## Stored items
—————
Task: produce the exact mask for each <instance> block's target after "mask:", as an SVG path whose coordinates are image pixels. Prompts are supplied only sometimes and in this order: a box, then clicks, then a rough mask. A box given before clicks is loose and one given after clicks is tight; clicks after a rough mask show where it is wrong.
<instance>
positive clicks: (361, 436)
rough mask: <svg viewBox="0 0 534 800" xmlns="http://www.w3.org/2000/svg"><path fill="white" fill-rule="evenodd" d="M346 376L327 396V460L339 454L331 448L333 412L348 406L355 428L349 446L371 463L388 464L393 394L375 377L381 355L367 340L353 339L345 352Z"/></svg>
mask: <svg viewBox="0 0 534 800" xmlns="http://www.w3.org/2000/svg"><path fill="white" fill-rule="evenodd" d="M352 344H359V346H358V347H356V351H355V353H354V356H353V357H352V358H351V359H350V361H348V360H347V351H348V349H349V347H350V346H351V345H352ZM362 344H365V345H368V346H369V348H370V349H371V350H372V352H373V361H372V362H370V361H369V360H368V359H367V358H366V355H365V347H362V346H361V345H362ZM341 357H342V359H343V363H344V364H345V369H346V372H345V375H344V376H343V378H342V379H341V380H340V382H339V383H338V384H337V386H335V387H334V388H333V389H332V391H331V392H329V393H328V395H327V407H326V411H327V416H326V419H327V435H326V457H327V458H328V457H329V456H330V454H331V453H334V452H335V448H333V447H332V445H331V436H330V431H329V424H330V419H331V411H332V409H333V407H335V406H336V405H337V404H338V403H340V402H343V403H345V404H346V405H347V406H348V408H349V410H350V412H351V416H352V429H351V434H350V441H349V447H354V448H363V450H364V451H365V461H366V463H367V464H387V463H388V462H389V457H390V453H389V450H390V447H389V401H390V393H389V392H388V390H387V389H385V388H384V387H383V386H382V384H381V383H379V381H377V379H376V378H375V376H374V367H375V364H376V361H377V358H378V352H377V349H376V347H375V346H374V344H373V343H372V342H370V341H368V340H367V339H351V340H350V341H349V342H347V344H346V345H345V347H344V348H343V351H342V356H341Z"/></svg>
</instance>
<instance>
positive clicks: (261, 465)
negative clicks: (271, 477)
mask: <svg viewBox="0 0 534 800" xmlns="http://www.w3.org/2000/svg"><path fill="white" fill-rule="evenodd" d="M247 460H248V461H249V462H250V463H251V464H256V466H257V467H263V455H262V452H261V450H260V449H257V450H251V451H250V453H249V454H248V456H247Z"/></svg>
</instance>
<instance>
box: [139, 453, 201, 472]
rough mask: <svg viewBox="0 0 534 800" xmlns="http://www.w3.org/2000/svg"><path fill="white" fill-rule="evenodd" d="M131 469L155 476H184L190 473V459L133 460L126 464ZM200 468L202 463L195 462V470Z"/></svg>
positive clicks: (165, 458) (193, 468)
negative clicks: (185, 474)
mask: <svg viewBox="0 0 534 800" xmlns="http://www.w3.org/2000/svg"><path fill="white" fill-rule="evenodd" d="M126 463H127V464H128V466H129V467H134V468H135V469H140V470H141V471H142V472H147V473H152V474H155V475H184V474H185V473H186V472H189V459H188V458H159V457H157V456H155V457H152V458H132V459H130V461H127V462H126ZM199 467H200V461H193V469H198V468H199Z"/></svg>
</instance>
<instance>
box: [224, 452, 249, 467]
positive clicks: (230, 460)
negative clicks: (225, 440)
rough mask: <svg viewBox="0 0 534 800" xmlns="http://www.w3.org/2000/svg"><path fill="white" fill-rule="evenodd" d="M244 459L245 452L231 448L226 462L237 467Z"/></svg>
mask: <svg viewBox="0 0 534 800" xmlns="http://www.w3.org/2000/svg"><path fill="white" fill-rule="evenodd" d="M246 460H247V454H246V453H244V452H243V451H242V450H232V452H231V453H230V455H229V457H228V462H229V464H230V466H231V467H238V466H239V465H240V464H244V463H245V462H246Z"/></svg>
—————
## Work item
Would you retype the records above without changing a word?

## Answer box
Task: produce the exact mask for each <instance> block's target after "mask:", as an SVG path whose coordinates are image pixels. Prompts are supplied only sometimes and in this order: a box, then clicks, then a rough mask. A box given before clicks is loose and one given after clicks is tight; clicks after a rough mask show where it is wrong.
<instance>
positive clicks: (361, 436)
rough mask: <svg viewBox="0 0 534 800" xmlns="http://www.w3.org/2000/svg"><path fill="white" fill-rule="evenodd" d="M346 376L327 396V460L339 454L331 448L333 412L348 406L355 428L349 446L371 463L388 464L393 394L375 377L381 355L367 340L353 339L345 352Z"/></svg>
mask: <svg viewBox="0 0 534 800" xmlns="http://www.w3.org/2000/svg"><path fill="white" fill-rule="evenodd" d="M352 344H359V346H358V347H356V351H355V353H354V356H353V357H352V358H351V359H350V361H348V360H347V351H348V349H349V347H350V346H351V345H352ZM362 344H365V345H368V346H369V348H370V349H371V350H372V352H373V361H372V362H370V361H369V360H368V359H367V358H366V355H365V347H362V346H361V345H362ZM341 357H342V359H343V363H344V364H345V369H346V372H345V375H344V376H343V378H342V379H341V380H340V382H339V383H338V384H337V386H335V387H334V388H333V389H332V391H331V392H329V393H328V395H327V407H326V411H327V416H326V419H327V435H326V457H327V458H328V457H329V456H330V454H331V453H334V452H335V448H333V447H332V445H331V436H330V431H329V424H330V419H331V411H332V409H333V407H335V406H336V405H337V404H338V403H340V402H343V403H345V404H346V405H347V406H348V408H349V410H350V412H351V416H352V429H351V434H350V441H349V447H354V448H363V450H364V451H365V461H366V463H367V464H387V463H388V462H389V457H390V453H389V450H390V447H389V401H390V393H389V392H388V390H387V389H385V388H384V387H383V386H382V384H381V383H379V381H377V379H376V378H375V376H374V367H375V364H376V361H377V358H378V352H377V349H376V347H375V346H374V344H373V343H372V342H370V341H368V340H367V339H351V340H350V341H349V342H347V344H346V345H345V347H344V348H343V351H342V356H341Z"/></svg>
</instance>
<instance>
positive clicks: (261, 465)
negative clicks: (271, 477)
mask: <svg viewBox="0 0 534 800" xmlns="http://www.w3.org/2000/svg"><path fill="white" fill-rule="evenodd" d="M247 460H248V461H249V462H250V463H251V464H256V466H257V467H263V455H262V452H261V450H260V449H257V450H251V451H250V453H249V454H248V456H247Z"/></svg>
</instance>
<instance>
box: [139, 453, 201, 472]
rough mask: <svg viewBox="0 0 534 800" xmlns="http://www.w3.org/2000/svg"><path fill="white" fill-rule="evenodd" d="M131 469L155 476H184L190 473V459L133 460L126 464ZM200 468L202 463L195 462V470Z"/></svg>
positive clicks: (165, 458) (193, 468)
negative clicks: (185, 474)
mask: <svg viewBox="0 0 534 800" xmlns="http://www.w3.org/2000/svg"><path fill="white" fill-rule="evenodd" d="M126 463H127V464H128V466H129V467H134V468H135V469H140V470H141V471H142V472H147V473H152V474H155V475H184V474H185V473H186V472H189V459H188V458H159V457H157V456H155V457H152V458H132V459H130V461H127V462H126ZM199 467H200V461H193V469H198V468H199Z"/></svg>
</instance>
<instance>
box: [224, 452, 249, 467]
positive clicks: (230, 460)
negative clicks: (225, 440)
rough mask: <svg viewBox="0 0 534 800" xmlns="http://www.w3.org/2000/svg"><path fill="white" fill-rule="evenodd" d="M244 459L245 452L231 448L226 462L237 467Z"/></svg>
mask: <svg viewBox="0 0 534 800" xmlns="http://www.w3.org/2000/svg"><path fill="white" fill-rule="evenodd" d="M246 460H247V454H246V453H244V452H243V451H242V450H232V452H231V453H230V455H229V457H228V462H229V464H230V466H231V467H238V466H239V465H240V464H244V463H245V462H246Z"/></svg>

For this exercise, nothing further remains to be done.